## What is asked
Copy out every one of the region segmentation records below, line for line, without changing a single character.

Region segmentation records
——
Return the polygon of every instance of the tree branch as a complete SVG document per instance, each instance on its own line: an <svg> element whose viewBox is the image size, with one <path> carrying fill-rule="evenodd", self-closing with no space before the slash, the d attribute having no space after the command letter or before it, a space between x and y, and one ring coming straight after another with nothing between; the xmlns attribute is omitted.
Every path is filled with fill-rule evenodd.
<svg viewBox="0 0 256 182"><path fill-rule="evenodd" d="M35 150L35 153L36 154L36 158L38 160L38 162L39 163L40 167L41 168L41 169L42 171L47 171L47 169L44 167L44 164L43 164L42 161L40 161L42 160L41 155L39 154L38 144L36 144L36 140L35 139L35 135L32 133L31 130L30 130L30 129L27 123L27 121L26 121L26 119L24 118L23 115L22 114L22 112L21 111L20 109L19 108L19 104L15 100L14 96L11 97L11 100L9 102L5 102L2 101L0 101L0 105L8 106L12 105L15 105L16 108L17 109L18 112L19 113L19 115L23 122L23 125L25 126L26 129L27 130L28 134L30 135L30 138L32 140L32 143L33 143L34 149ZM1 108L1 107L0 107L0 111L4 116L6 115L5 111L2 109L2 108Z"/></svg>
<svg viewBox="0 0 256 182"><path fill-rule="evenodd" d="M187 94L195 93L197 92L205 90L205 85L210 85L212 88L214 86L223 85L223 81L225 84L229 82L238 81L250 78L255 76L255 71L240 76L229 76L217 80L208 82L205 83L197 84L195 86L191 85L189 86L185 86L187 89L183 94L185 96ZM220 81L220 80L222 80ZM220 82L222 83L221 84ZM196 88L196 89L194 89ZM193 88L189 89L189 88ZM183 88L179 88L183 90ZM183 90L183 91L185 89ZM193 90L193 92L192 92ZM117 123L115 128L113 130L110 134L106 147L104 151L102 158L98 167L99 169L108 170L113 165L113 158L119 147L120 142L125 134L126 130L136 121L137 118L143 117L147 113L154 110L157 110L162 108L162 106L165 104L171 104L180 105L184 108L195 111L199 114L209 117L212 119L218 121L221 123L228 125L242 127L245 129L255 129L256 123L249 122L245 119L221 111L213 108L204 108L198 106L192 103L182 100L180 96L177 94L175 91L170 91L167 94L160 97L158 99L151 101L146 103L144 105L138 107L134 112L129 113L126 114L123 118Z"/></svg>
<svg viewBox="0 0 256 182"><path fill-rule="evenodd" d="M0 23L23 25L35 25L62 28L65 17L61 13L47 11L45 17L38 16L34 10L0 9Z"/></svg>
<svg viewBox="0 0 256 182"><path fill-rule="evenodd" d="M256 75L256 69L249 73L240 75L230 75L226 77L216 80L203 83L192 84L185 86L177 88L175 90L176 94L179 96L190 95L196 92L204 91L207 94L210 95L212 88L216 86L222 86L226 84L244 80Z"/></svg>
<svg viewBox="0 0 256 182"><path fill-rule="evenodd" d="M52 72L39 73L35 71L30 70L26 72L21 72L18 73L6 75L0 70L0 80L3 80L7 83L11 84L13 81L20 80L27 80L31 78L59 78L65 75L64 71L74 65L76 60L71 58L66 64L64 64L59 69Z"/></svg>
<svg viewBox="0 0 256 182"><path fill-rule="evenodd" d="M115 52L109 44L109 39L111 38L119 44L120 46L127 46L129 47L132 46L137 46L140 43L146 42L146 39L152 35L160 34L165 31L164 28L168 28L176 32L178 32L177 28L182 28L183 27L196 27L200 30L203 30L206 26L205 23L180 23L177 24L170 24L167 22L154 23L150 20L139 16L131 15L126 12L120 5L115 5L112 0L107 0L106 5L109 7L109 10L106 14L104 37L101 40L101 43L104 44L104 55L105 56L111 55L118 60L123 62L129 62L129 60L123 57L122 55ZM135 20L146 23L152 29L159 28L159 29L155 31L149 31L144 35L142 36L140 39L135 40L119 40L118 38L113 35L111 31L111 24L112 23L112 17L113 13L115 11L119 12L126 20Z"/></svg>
——
## Final result
Return the polygon of every instance of the tree branch as a complete SVG document per instance, each instance on its own line: an <svg> element whose viewBox is the image size, with one <path> carrying fill-rule="evenodd", self-closing with no space before the slash, the d attribute having no space after the command letter or before it, a space between x and y, and one ring coming straight after another with nothing between; the xmlns attribute is omitted.
Every path is filled with fill-rule evenodd.
<svg viewBox="0 0 256 182"><path fill-rule="evenodd" d="M35 150L35 153L36 154L36 158L38 160L38 162L39 163L40 167L41 168L41 169L42 171L47 171L47 169L44 167L44 164L43 164L42 161L40 161L42 160L41 155L39 154L38 144L36 144L36 140L35 139L35 135L32 133L31 130L30 130L30 129L27 123L27 121L26 121L26 119L24 118L23 115L22 114L22 112L21 111L20 109L19 108L19 104L15 100L14 96L11 97L11 100L9 102L5 102L2 101L0 101L0 105L8 106L12 105L15 105L16 108L17 109L18 112L19 113L19 115L23 122L23 125L25 126L26 129L27 130L28 134L30 135L30 138L32 140L32 143L33 143L34 149ZM1 108L1 107L0 107L0 111L4 116L6 115L5 111L2 109L2 108Z"/></svg>
<svg viewBox="0 0 256 182"><path fill-rule="evenodd" d="M187 94L195 93L197 92L205 90L205 85L210 85L212 88L214 86L223 85L223 81L225 84L229 82L238 81L250 78L255 76L255 71L240 76L229 76L217 80L208 82L205 83L197 84L195 86L191 85L189 86L185 86L187 89L183 94L185 96ZM220 81L220 80L222 80ZM220 82L222 83L221 84ZM196 88L196 89L194 89ZM193 88L189 89L189 88ZM183 88L179 88L183 90ZM183 90L183 91L185 89ZM193 90L193 92L192 92ZM117 123L115 128L113 130L110 134L106 147L104 151L102 158L98 167L99 169L108 170L113 165L113 158L119 147L120 142L125 134L126 130L136 121L137 118L143 117L147 113L154 110L157 110L162 108L162 106L165 104L171 104L180 105L184 108L195 111L199 114L209 117L212 119L218 121L221 123L228 125L242 127L245 129L255 129L256 123L249 122L245 119L221 111L213 108L204 108L198 106L192 103L182 100L180 96L177 94L175 91L170 91L167 94L160 97L158 99L151 101L146 103L144 105L138 107L134 112L129 113L126 114L123 118Z"/></svg>
<svg viewBox="0 0 256 182"><path fill-rule="evenodd" d="M0 23L23 25L35 25L62 28L65 17L61 13L47 11L45 17L38 16L34 10L0 9Z"/></svg>
<svg viewBox="0 0 256 182"><path fill-rule="evenodd" d="M256 75L256 69L249 73L240 75L230 75L226 77L216 80L203 83L192 84L185 86L177 88L175 90L176 94L179 96L190 95L196 92L204 91L207 94L210 95L212 88L216 86L222 86L226 84L244 80Z"/></svg>
<svg viewBox="0 0 256 182"><path fill-rule="evenodd" d="M52 72L39 73L35 71L30 70L26 72L21 72L18 73L6 75L0 70L0 80L3 80L7 83L11 84L13 81L20 80L27 80L31 78L59 78L65 75L64 71L74 65L76 60L71 58L66 64L64 64L59 69Z"/></svg>
<svg viewBox="0 0 256 182"><path fill-rule="evenodd" d="M115 52L109 44L109 39L111 38L119 44L120 46L127 46L129 47L132 46L137 46L140 43L146 42L146 39L152 35L160 34L165 31L164 28L168 28L176 32L178 32L177 28L182 28L183 27L196 27L200 30L203 30L206 26L205 23L180 23L177 24L170 24L167 22L154 23L150 20L139 16L131 15L126 12L120 5L115 5L112 0L107 0L106 5L109 7L109 10L106 14L104 37L101 40L101 43L104 44L104 55L105 56L111 55L118 60L123 62L129 62L129 60L123 57L122 55ZM135 20L146 23L152 29L159 28L159 29L155 31L149 31L144 35L142 36L140 39L135 40L119 40L118 38L113 35L111 31L111 24L112 23L112 17L113 13L115 11L119 12L126 20Z"/></svg>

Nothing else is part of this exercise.